# What is needed
Reproduce each line of the records below word for word.

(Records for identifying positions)
================================

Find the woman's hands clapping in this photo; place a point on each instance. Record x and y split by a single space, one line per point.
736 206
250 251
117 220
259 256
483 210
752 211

================================

# Reply to the exercise
Find the woman's hands clapping in this photo; place a point on each instance. Record x and y split by a single space, one line per point.
736 206
250 251
117 220
259 256
483 210
752 211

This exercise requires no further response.